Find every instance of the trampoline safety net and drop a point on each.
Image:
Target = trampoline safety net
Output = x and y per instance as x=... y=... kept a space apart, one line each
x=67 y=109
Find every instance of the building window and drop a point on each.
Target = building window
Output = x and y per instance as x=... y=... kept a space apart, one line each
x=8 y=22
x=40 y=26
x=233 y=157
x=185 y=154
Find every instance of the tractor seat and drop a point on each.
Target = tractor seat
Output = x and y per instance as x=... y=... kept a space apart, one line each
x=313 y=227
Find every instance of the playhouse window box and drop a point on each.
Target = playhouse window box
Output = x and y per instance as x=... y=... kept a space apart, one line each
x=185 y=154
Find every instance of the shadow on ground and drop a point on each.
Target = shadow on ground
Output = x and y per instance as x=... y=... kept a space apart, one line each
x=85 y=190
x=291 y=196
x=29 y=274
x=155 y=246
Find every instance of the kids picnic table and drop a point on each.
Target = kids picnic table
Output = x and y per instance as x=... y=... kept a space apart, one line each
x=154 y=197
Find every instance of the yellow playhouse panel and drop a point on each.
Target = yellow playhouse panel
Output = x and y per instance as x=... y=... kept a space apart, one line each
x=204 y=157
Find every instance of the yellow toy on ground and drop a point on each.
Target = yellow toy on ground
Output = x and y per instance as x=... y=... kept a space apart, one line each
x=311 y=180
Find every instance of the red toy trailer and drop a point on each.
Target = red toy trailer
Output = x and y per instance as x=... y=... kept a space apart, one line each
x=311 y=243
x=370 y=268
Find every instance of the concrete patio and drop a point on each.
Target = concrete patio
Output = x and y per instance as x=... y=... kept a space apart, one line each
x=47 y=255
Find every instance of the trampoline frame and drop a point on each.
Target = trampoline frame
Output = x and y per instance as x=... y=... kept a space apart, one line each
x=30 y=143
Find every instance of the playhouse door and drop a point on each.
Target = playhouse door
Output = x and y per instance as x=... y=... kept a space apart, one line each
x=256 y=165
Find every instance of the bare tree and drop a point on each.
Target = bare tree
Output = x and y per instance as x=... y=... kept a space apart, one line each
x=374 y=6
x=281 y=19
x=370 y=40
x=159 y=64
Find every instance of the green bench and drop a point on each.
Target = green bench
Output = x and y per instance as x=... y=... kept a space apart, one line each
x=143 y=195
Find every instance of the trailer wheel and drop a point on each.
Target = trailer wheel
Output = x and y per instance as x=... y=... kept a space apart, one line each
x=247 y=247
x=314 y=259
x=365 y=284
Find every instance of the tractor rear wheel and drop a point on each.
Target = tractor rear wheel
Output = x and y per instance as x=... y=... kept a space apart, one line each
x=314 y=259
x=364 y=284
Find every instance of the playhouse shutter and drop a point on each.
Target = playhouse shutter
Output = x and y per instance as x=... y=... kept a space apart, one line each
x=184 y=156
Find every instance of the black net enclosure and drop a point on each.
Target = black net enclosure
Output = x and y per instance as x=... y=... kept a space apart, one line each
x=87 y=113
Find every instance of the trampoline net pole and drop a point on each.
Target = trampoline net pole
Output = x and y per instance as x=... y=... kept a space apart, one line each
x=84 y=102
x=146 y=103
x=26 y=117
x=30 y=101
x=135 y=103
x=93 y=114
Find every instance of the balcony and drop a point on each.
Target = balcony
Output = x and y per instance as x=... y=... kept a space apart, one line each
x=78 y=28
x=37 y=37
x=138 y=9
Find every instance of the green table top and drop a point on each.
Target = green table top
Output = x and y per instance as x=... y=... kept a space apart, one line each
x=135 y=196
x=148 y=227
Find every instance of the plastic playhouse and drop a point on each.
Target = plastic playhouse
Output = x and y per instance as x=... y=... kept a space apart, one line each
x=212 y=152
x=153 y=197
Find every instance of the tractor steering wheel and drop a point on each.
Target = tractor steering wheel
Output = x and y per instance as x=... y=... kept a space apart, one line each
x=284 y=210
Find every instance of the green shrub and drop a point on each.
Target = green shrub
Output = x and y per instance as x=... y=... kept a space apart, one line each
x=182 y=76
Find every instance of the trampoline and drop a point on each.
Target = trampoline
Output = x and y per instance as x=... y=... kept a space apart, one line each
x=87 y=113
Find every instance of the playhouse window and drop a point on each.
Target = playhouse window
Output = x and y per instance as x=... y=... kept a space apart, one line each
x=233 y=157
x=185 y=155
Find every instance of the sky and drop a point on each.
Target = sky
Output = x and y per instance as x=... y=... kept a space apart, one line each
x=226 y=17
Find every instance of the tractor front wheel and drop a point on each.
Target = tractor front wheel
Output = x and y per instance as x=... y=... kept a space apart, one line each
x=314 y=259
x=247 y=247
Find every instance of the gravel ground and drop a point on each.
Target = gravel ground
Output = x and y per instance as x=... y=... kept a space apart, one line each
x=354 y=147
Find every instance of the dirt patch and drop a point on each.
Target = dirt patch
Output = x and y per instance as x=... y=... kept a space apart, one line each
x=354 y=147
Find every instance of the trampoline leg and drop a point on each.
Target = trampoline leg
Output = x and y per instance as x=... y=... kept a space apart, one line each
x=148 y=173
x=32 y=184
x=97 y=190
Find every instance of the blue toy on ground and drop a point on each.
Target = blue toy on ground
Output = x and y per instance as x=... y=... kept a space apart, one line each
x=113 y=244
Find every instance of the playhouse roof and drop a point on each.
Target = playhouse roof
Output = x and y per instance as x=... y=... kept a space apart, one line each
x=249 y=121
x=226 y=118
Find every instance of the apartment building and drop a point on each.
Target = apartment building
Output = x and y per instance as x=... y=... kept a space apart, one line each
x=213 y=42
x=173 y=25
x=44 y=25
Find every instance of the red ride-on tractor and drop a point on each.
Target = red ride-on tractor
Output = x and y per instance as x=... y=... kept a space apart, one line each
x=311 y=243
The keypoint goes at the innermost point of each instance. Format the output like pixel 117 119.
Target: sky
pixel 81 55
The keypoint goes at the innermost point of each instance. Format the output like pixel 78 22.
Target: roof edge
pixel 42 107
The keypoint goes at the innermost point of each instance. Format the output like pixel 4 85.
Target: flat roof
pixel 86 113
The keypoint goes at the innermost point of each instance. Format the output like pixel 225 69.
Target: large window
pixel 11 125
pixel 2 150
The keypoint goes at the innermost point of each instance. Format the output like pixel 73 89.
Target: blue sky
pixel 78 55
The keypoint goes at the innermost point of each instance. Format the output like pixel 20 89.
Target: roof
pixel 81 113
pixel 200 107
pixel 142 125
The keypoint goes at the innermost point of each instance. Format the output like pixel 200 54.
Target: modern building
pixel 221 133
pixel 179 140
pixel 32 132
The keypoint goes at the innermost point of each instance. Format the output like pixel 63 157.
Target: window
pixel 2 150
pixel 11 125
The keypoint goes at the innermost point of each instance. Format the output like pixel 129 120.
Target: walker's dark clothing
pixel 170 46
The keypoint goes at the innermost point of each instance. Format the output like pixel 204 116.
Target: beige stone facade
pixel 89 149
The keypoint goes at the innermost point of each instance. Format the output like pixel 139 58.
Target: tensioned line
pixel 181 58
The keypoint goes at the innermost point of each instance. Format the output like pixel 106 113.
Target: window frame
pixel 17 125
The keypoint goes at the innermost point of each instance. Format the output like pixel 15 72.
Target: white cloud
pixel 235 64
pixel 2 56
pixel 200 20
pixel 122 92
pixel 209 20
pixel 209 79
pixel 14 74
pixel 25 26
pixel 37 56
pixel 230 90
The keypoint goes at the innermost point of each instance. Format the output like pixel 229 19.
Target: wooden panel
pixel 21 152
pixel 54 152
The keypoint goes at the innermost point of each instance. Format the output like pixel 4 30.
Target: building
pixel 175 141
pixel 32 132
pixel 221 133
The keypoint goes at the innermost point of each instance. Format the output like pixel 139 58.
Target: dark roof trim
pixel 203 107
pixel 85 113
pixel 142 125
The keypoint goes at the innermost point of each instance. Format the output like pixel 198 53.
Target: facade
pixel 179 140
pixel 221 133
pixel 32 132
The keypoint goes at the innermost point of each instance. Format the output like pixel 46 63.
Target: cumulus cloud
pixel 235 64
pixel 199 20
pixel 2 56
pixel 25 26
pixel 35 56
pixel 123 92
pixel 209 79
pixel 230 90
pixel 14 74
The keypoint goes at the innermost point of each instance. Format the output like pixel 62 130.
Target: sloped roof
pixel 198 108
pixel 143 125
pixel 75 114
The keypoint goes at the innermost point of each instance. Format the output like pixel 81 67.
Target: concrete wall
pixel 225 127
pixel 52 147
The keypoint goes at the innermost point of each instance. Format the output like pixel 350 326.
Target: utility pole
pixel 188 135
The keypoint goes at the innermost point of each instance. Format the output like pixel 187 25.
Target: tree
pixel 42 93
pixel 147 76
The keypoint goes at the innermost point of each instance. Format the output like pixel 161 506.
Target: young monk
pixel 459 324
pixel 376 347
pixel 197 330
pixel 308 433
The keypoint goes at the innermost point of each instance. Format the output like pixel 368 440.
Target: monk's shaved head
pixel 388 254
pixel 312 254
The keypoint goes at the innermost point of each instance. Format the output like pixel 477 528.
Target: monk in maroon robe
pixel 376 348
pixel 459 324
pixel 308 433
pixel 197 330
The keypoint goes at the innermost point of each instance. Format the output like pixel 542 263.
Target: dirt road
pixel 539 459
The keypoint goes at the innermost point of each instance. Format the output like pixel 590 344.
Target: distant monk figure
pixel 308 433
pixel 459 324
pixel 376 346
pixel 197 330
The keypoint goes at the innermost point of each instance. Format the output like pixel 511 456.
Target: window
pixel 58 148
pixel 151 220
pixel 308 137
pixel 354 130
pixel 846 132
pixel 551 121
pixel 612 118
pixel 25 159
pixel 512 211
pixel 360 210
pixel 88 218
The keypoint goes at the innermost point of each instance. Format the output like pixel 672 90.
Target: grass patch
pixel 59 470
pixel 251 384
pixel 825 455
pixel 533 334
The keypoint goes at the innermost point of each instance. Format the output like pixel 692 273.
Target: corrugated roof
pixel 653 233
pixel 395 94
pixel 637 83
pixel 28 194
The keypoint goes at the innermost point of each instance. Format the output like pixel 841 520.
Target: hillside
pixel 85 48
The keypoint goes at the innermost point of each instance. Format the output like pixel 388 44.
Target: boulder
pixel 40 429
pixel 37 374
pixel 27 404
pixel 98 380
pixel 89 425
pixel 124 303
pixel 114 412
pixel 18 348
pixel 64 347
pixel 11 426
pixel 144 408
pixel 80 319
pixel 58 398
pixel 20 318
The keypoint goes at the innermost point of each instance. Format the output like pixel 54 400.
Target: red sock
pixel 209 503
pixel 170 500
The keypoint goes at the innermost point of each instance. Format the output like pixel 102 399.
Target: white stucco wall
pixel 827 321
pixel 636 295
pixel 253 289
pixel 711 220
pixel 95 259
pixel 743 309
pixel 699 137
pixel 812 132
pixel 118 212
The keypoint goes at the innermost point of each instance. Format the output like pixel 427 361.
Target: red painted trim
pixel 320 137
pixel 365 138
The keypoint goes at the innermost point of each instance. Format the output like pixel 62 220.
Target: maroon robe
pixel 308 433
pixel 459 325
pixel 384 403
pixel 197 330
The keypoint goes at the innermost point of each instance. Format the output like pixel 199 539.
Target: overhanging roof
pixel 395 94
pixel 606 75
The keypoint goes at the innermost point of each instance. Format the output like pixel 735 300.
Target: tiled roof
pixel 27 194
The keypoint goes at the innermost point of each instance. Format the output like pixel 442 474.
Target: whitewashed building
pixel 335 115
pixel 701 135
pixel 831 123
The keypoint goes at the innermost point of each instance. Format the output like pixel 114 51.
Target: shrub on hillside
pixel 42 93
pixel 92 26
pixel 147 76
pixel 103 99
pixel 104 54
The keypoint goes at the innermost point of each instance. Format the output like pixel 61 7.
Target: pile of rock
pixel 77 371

### TASK REQUIREMENTS:
Using the records above, set down exactly the lines from the one with "Target: blue sky" through the one with "pixel 229 19.", inclusive, and nothing more.

### ANSWER TO THIS EXERCISE:
Target: blue sky
pixel 78 55
The keypoint goes at the innermost point of each instance. Format the output like pixel 20 89.
Target: roof
pixel 81 113
pixel 200 107
pixel 142 125
The keypoint goes at the innermost point of each instance. Format the output like pixel 200 54.
Target: modern building
pixel 221 133
pixel 179 140
pixel 32 132
The keypoint goes at the innermost point of each instance. Format the output like pixel 63 157.
Target: window
pixel 2 150
pixel 11 125
The keypoint goes at the innermost point of each instance. Format the output like pixel 129 120.
Target: walker's dark clothing
pixel 170 46
The keypoint goes at the innermost point of each instance. Format the output like pixel 204 116.
Target: beige stone facade
pixel 89 149
The keypoint goes at the innermost point of each instance. Format the output like pixel 139 58.
Target: tensioned line
pixel 181 58
The keypoint goes at the innermost point of each instance. Format the output like pixel 106 113.
Target: window frame
pixel 17 125
The keypoint goes at the innermost point of each instance. Format the output like pixel 15 72.
Target: white cloud
pixel 235 64
pixel 2 56
pixel 200 20
pixel 122 92
pixel 209 20
pixel 209 79
pixel 14 74
pixel 25 26
pixel 37 56
pixel 230 90
The keypoint goes at the innermost point of each instance. Format the output like pixel 229 19.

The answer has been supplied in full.